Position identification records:
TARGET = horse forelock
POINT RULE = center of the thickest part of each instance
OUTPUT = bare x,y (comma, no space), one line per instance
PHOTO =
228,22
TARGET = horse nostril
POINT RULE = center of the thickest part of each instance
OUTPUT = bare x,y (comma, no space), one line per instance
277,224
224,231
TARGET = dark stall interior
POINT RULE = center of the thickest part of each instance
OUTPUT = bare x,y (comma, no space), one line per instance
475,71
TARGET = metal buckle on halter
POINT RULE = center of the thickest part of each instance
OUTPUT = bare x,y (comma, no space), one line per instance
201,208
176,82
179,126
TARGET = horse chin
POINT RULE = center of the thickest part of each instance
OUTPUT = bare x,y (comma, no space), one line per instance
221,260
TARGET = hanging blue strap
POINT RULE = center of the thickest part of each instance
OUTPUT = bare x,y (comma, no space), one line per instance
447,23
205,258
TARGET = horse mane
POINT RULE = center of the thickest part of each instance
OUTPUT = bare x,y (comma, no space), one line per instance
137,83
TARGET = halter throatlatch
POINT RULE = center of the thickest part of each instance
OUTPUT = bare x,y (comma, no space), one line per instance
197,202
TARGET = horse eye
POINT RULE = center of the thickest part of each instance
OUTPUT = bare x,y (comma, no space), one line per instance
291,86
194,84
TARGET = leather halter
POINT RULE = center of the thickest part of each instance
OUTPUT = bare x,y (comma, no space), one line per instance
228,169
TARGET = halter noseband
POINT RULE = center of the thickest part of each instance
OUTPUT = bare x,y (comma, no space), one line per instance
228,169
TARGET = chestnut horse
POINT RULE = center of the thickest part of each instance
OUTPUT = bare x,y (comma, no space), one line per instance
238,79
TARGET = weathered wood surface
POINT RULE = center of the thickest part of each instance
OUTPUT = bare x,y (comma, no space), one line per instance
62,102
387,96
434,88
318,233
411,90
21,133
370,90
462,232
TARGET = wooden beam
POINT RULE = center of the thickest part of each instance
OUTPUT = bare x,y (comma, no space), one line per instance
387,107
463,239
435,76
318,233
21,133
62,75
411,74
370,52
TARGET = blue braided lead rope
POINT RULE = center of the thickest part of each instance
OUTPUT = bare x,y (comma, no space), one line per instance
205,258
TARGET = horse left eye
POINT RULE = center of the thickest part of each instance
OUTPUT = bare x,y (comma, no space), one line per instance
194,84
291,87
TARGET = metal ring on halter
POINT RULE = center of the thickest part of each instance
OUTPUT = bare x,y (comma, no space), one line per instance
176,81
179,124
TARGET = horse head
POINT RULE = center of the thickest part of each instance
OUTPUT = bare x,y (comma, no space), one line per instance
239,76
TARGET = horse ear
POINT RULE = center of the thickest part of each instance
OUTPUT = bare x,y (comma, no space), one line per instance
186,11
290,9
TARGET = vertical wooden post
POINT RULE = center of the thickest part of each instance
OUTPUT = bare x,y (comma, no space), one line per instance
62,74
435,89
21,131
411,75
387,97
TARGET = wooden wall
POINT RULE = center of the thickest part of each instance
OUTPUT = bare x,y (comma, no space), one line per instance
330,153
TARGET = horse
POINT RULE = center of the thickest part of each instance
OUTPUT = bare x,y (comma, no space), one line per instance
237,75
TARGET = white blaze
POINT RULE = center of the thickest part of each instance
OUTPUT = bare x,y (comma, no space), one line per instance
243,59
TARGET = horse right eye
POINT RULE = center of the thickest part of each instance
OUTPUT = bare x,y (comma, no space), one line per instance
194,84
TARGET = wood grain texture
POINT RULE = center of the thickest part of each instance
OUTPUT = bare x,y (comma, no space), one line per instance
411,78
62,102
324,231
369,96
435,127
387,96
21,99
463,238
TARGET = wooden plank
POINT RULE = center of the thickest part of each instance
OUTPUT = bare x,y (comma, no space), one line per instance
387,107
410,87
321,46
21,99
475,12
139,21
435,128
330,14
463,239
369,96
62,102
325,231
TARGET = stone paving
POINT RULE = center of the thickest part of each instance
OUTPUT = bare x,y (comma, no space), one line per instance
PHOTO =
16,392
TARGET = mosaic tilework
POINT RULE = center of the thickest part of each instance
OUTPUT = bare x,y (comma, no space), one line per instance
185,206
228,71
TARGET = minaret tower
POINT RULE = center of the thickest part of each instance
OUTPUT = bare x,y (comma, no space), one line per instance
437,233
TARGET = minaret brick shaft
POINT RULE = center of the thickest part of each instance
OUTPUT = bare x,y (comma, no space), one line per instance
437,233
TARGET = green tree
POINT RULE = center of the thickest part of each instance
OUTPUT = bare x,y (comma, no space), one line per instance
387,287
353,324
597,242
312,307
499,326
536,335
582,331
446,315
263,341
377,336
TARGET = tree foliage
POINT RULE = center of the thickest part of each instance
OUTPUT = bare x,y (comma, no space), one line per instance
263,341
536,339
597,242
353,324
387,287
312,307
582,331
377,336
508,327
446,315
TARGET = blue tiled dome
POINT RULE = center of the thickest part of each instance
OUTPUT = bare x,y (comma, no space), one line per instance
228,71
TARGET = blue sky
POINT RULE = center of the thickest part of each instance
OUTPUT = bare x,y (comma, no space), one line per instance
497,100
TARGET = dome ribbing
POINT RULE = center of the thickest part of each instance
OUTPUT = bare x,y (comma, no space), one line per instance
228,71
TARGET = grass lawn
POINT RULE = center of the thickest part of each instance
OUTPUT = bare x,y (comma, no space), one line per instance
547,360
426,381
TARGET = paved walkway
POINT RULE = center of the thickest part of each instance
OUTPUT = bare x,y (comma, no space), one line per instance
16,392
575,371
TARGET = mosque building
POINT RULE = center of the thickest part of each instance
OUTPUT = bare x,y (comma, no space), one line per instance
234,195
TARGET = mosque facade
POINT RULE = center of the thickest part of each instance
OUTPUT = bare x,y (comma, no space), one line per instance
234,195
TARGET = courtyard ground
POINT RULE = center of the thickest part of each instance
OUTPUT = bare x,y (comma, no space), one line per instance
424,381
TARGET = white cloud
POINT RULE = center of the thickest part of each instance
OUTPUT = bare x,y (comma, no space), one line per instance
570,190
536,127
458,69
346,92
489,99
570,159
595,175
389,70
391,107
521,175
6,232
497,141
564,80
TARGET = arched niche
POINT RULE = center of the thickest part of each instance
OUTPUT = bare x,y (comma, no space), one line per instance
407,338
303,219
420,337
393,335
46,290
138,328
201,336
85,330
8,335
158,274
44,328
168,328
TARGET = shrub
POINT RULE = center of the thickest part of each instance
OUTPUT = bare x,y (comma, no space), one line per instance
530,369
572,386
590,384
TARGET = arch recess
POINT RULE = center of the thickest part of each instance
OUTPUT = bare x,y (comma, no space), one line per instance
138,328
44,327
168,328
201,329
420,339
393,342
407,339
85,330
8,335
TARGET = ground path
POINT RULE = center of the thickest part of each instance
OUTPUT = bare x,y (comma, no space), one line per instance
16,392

### Exercise instructions
Copy the records again, starting with the line that contains "TARGET = courtyard ground" and continuing through the end of the records, requests included. Multiply every coordinate in the answers by 0.7 and round each result to a whole number, with halves going up.

### Solution
TARGET = courtyard ground
POINT RULE = center of the thickest part of each instance
OUTPUT = bare x,y (comma, no space), one line per instance
297,267
TARGET = white cloud
POINT RULE = center of the thickest part of each instance
OUTPUT = bare x,y (comma, no space), one line per instance
399,133
375,89
321,48
242,64
342,69
399,111
417,123
272,49
274,75
365,123
4,162
348,99
395,56
TARGET = arched niche
POINT RULE = center of the thickest part of each instance
OUTPUT = bare x,y (comma, no space), one line per instance
285,237
212,153
294,236
275,235
32,203
97,230
141,235
60,231
6,235
111,192
31,230
118,230
TARGET = shrub
POINT RULE = center of the thickest part of each instance
OUTPUT = bare x,y (comma, no space), one line per instance
371,258
400,270
413,269
TARGET = arch recess
POINT RULE = center of the thickest part of each instance
OUTPUT = bare x,y (comma, no space), one line per instance
97,230
31,229
118,230
141,230
294,237
275,239
285,237
60,231
6,235
TARGET = ground path
POINT RULE = center of the thickest part of each instance
OUTPUT = bare x,y (comma, no space), one line per instance
11,274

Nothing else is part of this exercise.